··· SELECTION ···

Valid Sudoku

Search a 2D matrix can be prerequisite for this problem. Use mid/n to get row index,  use mid%n to get column index.

Maybe Spiral Matrix can use the same technique. 


Solution 1:
Row, column and cube can be checked in one loop. When checking ith row, by swaping i and j, can check ith column. Need to memorize the cube index calculation.

Divide the board into 9 3x3. The rowIndex and colIndex are starting indexes of each 3x3. With this information is very easy to iterate through the 3x3 with j incrementing.

···

## WORK INSTRUCTIONS
Reproduce the passage of the Valid Sudoku notes that begins at the words "Divide the board" and ends after "with j incrementing.", substituting "grid" for "board".

··· EXCERPTED RECORDS ···

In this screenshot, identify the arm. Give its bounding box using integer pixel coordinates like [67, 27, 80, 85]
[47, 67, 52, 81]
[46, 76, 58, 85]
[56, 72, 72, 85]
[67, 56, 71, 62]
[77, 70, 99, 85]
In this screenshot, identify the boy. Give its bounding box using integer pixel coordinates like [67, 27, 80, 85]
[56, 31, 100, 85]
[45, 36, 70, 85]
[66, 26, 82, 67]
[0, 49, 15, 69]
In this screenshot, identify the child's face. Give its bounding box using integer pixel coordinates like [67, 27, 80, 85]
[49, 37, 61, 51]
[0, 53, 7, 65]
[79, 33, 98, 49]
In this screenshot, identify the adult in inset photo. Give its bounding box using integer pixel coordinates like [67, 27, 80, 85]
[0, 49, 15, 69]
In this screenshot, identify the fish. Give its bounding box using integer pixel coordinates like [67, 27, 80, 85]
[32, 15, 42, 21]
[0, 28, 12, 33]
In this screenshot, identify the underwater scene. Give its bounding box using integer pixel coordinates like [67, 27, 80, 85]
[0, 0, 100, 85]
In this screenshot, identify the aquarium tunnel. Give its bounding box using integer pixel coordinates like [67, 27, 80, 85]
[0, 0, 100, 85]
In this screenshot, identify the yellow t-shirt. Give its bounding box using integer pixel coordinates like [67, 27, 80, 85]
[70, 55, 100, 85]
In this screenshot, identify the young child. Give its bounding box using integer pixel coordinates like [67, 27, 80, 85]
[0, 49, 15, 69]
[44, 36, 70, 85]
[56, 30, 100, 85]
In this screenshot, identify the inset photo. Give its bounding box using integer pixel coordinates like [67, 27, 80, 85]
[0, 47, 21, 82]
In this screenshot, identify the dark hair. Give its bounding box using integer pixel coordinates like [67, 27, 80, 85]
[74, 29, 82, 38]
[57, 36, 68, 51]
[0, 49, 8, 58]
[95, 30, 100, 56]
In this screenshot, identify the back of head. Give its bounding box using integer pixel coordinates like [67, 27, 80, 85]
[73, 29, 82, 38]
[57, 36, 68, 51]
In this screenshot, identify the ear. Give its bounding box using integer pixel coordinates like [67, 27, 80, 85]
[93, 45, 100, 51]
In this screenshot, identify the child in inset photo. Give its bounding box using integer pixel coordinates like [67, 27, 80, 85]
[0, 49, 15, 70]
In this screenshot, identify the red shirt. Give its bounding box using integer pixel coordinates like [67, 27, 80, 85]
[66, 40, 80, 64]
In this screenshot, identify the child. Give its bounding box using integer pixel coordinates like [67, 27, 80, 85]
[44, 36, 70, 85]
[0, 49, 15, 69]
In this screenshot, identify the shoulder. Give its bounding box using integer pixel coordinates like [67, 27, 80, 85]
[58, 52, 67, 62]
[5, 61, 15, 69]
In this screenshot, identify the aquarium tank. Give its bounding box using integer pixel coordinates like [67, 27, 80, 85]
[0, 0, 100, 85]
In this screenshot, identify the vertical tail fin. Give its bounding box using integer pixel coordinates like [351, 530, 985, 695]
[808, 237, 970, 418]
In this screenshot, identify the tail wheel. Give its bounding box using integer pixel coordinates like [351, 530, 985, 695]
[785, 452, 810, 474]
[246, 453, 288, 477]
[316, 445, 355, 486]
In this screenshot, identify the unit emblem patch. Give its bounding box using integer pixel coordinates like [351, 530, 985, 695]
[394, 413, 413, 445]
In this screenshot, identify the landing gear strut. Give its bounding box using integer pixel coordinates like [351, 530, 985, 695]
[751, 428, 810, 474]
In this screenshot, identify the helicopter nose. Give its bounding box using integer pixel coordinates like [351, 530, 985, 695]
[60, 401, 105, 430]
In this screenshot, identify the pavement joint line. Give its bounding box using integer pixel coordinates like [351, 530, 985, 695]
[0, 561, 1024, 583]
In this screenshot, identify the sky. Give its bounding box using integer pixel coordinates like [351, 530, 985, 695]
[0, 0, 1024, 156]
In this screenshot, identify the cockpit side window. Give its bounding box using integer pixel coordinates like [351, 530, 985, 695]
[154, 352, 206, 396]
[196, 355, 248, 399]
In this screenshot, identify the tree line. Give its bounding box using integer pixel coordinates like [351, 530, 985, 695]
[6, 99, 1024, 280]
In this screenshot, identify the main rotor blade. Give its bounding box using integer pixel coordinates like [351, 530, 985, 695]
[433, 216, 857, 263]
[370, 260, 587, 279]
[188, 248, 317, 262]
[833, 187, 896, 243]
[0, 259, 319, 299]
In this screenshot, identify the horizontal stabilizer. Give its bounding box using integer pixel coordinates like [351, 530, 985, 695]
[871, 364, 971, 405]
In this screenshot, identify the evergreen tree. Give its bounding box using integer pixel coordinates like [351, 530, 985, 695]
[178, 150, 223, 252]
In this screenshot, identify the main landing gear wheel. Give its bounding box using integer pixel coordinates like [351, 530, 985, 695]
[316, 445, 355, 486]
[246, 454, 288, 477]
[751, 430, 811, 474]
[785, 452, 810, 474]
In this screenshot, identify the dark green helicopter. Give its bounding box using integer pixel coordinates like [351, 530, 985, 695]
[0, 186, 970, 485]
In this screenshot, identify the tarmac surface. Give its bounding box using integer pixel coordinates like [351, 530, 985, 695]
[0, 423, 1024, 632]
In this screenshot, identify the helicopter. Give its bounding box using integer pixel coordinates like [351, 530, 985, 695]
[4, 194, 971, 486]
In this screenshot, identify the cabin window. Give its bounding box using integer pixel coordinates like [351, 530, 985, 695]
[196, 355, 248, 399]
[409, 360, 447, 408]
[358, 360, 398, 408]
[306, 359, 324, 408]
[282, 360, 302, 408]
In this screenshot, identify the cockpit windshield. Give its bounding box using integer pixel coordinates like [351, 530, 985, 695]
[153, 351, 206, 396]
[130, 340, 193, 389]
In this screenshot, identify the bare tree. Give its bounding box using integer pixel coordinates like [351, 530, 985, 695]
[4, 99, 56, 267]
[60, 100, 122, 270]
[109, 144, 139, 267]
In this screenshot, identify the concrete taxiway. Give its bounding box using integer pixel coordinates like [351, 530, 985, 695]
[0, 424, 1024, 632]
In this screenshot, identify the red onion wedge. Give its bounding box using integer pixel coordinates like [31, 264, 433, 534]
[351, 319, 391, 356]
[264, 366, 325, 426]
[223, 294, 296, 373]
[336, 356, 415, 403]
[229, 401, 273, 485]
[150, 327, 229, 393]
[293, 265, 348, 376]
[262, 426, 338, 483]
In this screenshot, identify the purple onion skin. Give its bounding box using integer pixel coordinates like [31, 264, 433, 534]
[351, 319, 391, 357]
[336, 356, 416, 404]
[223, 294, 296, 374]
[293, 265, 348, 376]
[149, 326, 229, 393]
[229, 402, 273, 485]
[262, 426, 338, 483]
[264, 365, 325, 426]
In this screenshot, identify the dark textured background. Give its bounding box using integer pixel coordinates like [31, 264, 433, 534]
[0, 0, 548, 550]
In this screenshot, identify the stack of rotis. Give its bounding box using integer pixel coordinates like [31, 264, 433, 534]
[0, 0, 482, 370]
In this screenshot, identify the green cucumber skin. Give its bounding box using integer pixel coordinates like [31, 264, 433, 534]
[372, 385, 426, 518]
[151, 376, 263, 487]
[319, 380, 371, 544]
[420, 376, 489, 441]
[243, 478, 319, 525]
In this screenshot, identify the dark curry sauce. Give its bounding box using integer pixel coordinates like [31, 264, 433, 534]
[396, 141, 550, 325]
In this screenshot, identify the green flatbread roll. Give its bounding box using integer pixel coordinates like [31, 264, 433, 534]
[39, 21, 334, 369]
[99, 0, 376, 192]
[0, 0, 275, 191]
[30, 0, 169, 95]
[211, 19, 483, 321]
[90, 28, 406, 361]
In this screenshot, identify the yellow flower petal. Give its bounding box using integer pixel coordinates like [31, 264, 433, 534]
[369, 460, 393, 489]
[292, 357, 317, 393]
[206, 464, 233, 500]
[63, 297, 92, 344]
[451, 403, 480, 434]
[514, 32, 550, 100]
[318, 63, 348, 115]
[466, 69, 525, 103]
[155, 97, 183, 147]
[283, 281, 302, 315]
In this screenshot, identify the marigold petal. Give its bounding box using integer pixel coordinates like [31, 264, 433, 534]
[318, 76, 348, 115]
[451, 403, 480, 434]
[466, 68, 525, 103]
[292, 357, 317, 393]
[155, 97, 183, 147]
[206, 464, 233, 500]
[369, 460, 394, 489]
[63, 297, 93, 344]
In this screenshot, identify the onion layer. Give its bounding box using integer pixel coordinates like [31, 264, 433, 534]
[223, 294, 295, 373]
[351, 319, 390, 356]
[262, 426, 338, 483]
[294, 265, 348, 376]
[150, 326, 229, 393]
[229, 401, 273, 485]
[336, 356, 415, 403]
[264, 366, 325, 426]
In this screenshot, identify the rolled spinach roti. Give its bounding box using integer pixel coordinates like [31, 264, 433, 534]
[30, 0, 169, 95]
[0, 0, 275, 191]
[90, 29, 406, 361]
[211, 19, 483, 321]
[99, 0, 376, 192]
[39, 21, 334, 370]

···

## FINISHED TASK
Divide the grid into 9 3x3. The rowIndex and colIndex are starting indexes of each 3x3. With this information is very easy to iterate through the 3x3 with j incrementing.